Task goal: Below are some records; copy them word for word and drop the pictures.

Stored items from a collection

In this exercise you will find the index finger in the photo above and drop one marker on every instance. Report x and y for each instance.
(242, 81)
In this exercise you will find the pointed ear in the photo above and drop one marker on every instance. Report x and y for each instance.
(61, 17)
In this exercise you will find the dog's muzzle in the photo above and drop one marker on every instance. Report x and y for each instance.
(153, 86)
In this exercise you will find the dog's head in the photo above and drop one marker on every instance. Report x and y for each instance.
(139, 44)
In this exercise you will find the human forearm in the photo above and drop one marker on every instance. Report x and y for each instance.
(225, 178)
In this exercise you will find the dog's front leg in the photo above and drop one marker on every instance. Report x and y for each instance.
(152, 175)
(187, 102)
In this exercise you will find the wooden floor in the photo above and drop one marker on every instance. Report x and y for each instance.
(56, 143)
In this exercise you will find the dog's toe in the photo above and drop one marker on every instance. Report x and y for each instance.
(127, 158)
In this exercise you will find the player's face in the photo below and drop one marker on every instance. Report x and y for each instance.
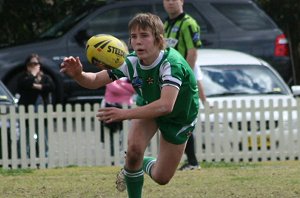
(173, 7)
(143, 43)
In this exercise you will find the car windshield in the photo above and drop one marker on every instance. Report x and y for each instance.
(241, 80)
(5, 96)
(64, 25)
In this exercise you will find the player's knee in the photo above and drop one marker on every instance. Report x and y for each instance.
(134, 155)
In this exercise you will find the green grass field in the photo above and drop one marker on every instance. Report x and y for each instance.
(232, 180)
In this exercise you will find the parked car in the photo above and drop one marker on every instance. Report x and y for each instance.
(231, 24)
(235, 77)
(7, 100)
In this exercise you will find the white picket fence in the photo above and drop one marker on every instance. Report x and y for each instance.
(71, 136)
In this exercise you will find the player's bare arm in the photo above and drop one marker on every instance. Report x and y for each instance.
(191, 57)
(160, 107)
(73, 68)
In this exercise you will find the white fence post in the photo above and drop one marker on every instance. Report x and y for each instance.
(71, 135)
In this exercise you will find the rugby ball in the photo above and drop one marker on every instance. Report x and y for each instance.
(105, 50)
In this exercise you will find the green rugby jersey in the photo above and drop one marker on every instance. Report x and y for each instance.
(170, 68)
(182, 33)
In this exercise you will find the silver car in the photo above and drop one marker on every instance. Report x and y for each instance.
(242, 92)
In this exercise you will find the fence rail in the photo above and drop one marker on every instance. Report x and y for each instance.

Answer box:
In this exercise you will find the index finger in the photo above and drop one marker on every instance. Report x and y for each instance.
(242, 81)
In this exercise you will find the pointed ear in the photo above and drop one marker on every instance. Report x and y for each instance.
(61, 17)
In this exercise you will find the dog's muzzle in the photo above and drop one marker on every instance. Report x and y for each instance.
(153, 86)
In this exercise you will find the dog's head in the photo above and drop one marker on every instance. Report x and y for each instance.
(139, 44)
In this exercise you will find the human forearm in the photo above and drop one marker on every instance. Report x and y for each instance.
(225, 178)
In this exercise you will find the dog's front leg in the photo above and drop one marker on every instance. Report x and y for each instance.
(152, 175)
(187, 102)
In this exercise you will find the wooden floor in the photo above and drop one marker on every instance. Report x and y for each instance.
(56, 143)
In this exercise you will find the dog's toe in the photo above and drop one marker on every instance. Report x and y for each instance.
(127, 158)
In this exercise you will find the player's face in the photo below and drop one marker on every instance. Report x and y for each instance.
(173, 7)
(143, 43)
In this exercise you will find the car windshield in the photo above and drop one marker on every instance. Report x and y for each instance.
(241, 80)
(5, 96)
(64, 25)
In this exercise you will find the player's knee in the photo above and drop one marker on every instance. Report x and y for each instance.
(134, 155)
In this exercise you will find the green grass field in the photo above and drop one marker on every instance. Report x and y for each instance.
(232, 180)
In this exercise you will find the parked car in the photo above and drop one marker on every instance. Report x and y for each instance.
(231, 24)
(235, 77)
(7, 100)
In this exercise you will find the white picket fence in the photo above and drop one marker on every instance. Report x and y for each instance.
(71, 136)
In this exercise you will find the player's bare arm in the photo above and drop one marker on every instance. Report x and y for each instance.
(191, 57)
(160, 107)
(73, 68)
In this exercise you will find the white fence post in the photo above and drop one marker on every instance. Report x and y for each instance.
(71, 135)
In this exercise you will find the rugby ball in the photo above and drop one marker on every instance. Report x and y for each instance.
(105, 50)
In this exercise you will find the green rugby jersey in the photo above and drop one marker on every instance. Report x and y for each instance.
(170, 68)
(182, 33)
In this exercise you will find the silver car in the photo above and drop one marker on every instance. Report x and y for each instance.
(242, 92)
In this exercise you will find the fence rail in the photo above and drop one marker on every instance. Report x and y for each instance.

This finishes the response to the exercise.